** Reading passage **

Figure 1. Visual stimuli - photographs with a negative emotional charge ( Dan-Glauser and Scherer, 2011 )

Figure 2. Visual stimuli - photographs with a positive emotional charge ( Dan-Glauser and Scherer, 2011 )

Figure 3. Visual stimuli - photographs with a neutral emotional charge ( Dan-Glauser and Scherer, 2011 )
In terms of ethical considerations, it was essential to ensure the objectivity and neutrality of the experimenter while safeguarding sensitive data. Participants in the experiment were informed about the purpose of the research, data protection measures and were provided with an informed consent form to sign before the experiment commenced. This form emphasized ethical principles and participants’ right to withdraw from the study at any time. Each participant had taken part in the experiment individually but under the supervision of an experimenter, who guided them throughout the experiment. The experiment lasted for approximately 30 minutes. The laboratory experiment was followed by a content analysis of the text. The content analysis included three analytical categories: correct, associated, and incorrect responses. A three-point scoring system (0 - incorrect, 1 - associated, 2 - correct response) was developed to capture scores for remembered stimuli with specific emotional charge, as well as scores for false associations across the three types of emotional charge. During the verification phase, responses were classified as either correct or incorrect.

** Object point labels **
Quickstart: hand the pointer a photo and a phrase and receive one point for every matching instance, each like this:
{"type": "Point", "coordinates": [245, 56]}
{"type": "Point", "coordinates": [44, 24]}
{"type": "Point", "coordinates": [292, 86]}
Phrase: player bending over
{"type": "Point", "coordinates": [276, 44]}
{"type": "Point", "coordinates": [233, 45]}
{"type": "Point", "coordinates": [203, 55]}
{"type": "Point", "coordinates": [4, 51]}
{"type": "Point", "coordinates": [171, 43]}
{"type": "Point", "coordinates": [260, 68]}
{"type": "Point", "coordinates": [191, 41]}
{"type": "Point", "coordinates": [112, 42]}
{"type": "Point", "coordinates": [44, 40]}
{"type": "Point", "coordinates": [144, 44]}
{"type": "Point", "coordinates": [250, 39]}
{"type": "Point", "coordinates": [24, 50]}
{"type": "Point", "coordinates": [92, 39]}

** Work instructions **
a – In the experiment description, what was the three-point scoring system developed for? Answer in one to three sentences.
b – Which analytical categories did the content analysis in the experiment description include?
c – Write a continuation of the experiment description that picks up after its last sentence.

** Outputs for the tasks **
a – The three-point scoring system (0 for incorrect, 1 for associated, 2 for correct) was developed to capture scores for remembered stimuli with a specific emotional charge. It also captured scores for false associations across the three types of emotional charge.

b – Correct, associated, and incorrect responses.

c –
Results
All statistical analyses were conducted using IBM SPSS Statistics for Windows, Version 25.0 (IBM Corp., Armonk, NY, USA). Descriptive statistics, repeated-measures ANOVA, and paired-samples t-tests were employed to test the stated hypotheses. Effect sizes were reported using partial eta squared (η²) for ANOVA and Cohen’s d for t-tests, following conventional interpretation thresholds. The use of established analytical procedures and statistical software contributes to the methodological transparency and reproducibility of the study ( Field, 2013 ). In terms of describing the different categories of emotional charge (hereafter referred to as “ECH”), the category of photos with a positive ECH was the most frequently recalled, yielding a total number of 138 correct responses. This was followed by the category with a negative ECH, with 125 correct responses. The least accurately remembered were the neutral photographs, with only 104 correct responses. The mentioned scores can be seen in Graph 1. Between the positive and negative visual stimuli, there was a difference of 13 correct responses, favoring the positive ones. The greatest number of incorrect responses was recorded in the neutral ECH category.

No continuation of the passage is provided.